El pulso por el control del CGPJ

Esto es igualmente válido si no estás en el Poder Ejecutivo, pero sí a sus puertas. Hace seis o siete años, cuando el presidente del gobierno era Rajoy, una exigua mayoría de los miembros del Consejo General del Poder Judicial era levemente conservadora. Luego cambiaron las cosas y Sánchez consiguió el poder ejecutivo. Eso fue hace ahora seis años, en junio de 2018. En diciembre había que renovar el CGPJ. Pero no hubo forma. El partido conservador se ha agarrado durante estos últimos cinco años y medio a todo lo que ha podido, ha usado todos los agujeros de la ley (que, como los quesos, tiene muchos) para impedir que esa ley se cumpliese y se renovase el máximo órgano de la Judicatura, porque tenían bastante claro que podían perder esa exigua mayoría. Y eso sí que no. Antes morir que perder la vida, como cantaba hace cuatro décadas el grupo Sindicato Malone.

Cuando Feijóo por fin ha dado un golpe de autoridad en su propia mesnada y se ha impuesto sobre los más ardientes de los que dicen ser sus partidarios

El acuerdo que han firmado Bolaños y González Pons termina, pues, con una anomalía legal y con un flagrante incumplimiento constitucional. Ese mismo acuerdo, el mismo salvo dos comas mal puestas y alguna cosa más, estaba ya listo en 2022. Pero a Sánchez y a Feijóo les pasa lo mismo que a Rabin y Arafat: tienen entre los suyos a gente muy poderosa que les tiene asidos por la zona escrotal. Ambos lo saben bien porque llegaron a la jefatura de sus partidos después de sendas revueltas internas, armadas a base de cuchillos cachicuernos, en las que hubo de todo menos piedad. Ninguno de los dos quiere correr riesgos, al menos no demasiados. Así que el acuerdo de 2022 ha tenido que esperar hasta ahora, cuando Feijóo por fin ha dado un golpe de autoridad en su propia mesnada y se ha impuesto sobre los más ardientes de los que dicen ser sus partidarios. Por eso se ha firmado este acuerdo que, al menos sobre el papel, es un himno a la democracia, al equilibrio de poderes, al respeto por la ley y a la pitagórica armonía de las esferas.
----
TU OBJETIVO » Resume en menos palabras el párrafo del texto sobre el control del CGPJ que empieza «El acuerdo que han firmado Bolaños y González Pons» y conserva sus datos principales.

EXTRACTO DE DATOS »
----
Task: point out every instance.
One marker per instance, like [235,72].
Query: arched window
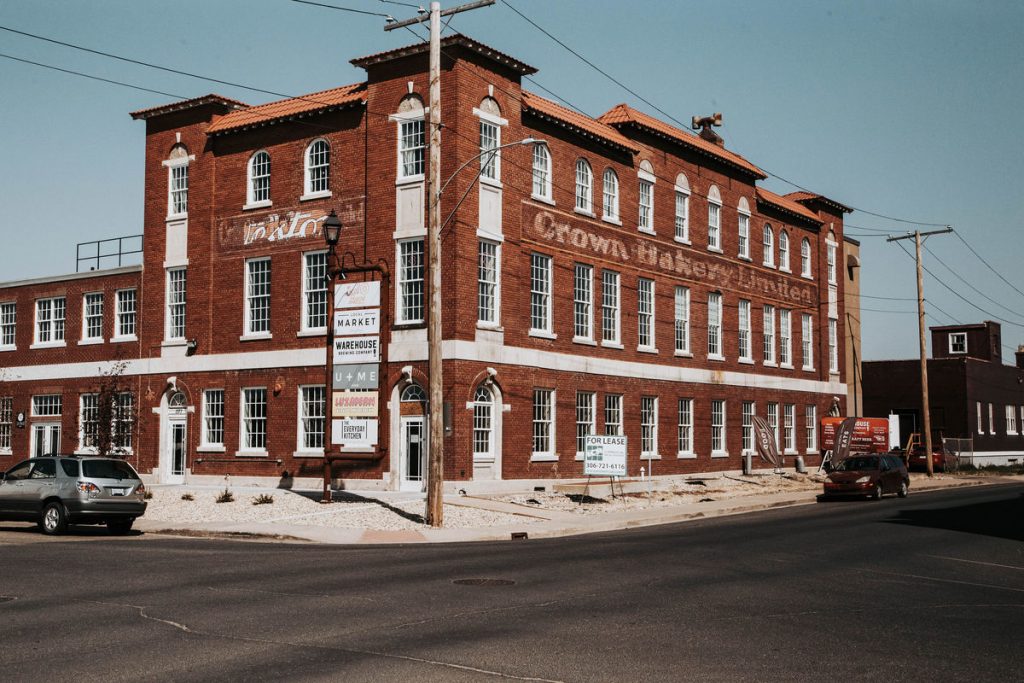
----
RESULTADO DEL EJERCICIO » El acuerdo firmado por Bolaños y González Pons termina con una anomalía legal y un flagrante incumplimiento constitucional. Casi el mismo acuerdo estaba listo en 2022. Pero Sánchez y Feijóo tienen entre los suyos a gente muy poderosa que los condiciona, y ambos llegaron a liderar sus partidos tras duras revueltas internas, así que ninguno quiso correr demasiados riesgos. El acuerdo esperó hasta que Feijóo se impuso sobre los más ardientes de quienes dicen ser sus partidarios. Sobre el papel, es un himno a la democracia, al equilibrio de poderes y al respeto por la ley.